• [Aim of the exercise]: Can you quote the records below in full, word for word?

• [Extracted entries]:

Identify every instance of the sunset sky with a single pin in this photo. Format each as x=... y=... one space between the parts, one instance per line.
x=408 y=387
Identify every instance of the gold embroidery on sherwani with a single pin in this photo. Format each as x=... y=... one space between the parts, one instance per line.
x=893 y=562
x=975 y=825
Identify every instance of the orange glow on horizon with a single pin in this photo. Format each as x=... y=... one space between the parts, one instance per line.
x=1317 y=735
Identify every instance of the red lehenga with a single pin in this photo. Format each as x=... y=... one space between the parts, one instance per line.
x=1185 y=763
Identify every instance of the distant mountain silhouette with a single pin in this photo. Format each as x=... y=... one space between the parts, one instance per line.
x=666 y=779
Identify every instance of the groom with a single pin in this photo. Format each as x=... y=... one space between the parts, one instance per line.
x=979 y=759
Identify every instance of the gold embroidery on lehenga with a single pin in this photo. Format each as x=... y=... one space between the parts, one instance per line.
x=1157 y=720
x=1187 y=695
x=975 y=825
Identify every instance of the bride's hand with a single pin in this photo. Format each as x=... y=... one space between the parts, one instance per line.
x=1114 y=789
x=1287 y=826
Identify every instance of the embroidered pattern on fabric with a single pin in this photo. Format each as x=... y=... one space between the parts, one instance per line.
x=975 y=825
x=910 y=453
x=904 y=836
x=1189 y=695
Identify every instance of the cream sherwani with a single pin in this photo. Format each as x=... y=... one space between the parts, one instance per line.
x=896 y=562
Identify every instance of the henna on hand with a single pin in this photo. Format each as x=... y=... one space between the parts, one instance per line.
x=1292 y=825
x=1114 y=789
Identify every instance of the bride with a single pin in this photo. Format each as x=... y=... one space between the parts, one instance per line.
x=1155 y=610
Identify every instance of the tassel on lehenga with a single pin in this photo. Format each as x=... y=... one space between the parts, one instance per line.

• [Reply to the task]:
Identify every instance of the sunset sky with a single pin in this photo. Format each as x=... y=... one space between the parts, one instance per line.
x=408 y=387
Identify every instance of the gold embroidery on sherwani with a single pin in this photo. Format each as x=... y=... one space between the parts, one instance per line.
x=893 y=562
x=975 y=825
Identify every instance of the orange glow on horizon with a single pin in this photo. Format each as x=... y=... one space between the parts, one instance per line.
x=1317 y=735
Identify every instance of the red lehenga with a single pin in this photo. Format each as x=... y=... one space between the parts, one instance per line.
x=1185 y=763
Identify every instance of the distant mountain silhouette with a single pin in this photo. Format each as x=... y=... one space between the parts, one instance per line.
x=666 y=779
Identify every instance of the groom with a single pin in this photo. Format each as x=... y=... one space between the parts, one instance per line.
x=979 y=759
Identify every instance of the gold embroidery on lehenga with a single pin in this photo. Format each as x=... y=... one space between the parts, one instance per line.
x=1157 y=720
x=1187 y=695
x=975 y=825
Identify every instance of the bride's hand with a single pin in this photo. Format each as x=... y=... one space between the parts, one instance per line.
x=1114 y=789
x=1287 y=826
Identify every instance of the embroidered pattern on fabric with a single pin in this photo. Format each as x=... y=... one space between the parts, one instance per line.
x=975 y=825
x=910 y=453
x=904 y=836
x=1189 y=695
Identify every instance of the cream sherwani with a single pin in this photo. Format each as x=... y=... one space between the parts, one instance per line.
x=896 y=562
Identify every instance of the henna on hand with a single pin in this photo. Format each as x=... y=... one space between the parts, one instance per line.
x=1292 y=825
x=1114 y=789
Identify every instance of the bride with a single pin in this photo. Format each as x=... y=... one space between the parts, one instance per line.
x=1155 y=610
Identify every instance of the tassel on lehenga with a single pin in this photo. Format each as x=... y=... one space between the parts, one instance per line.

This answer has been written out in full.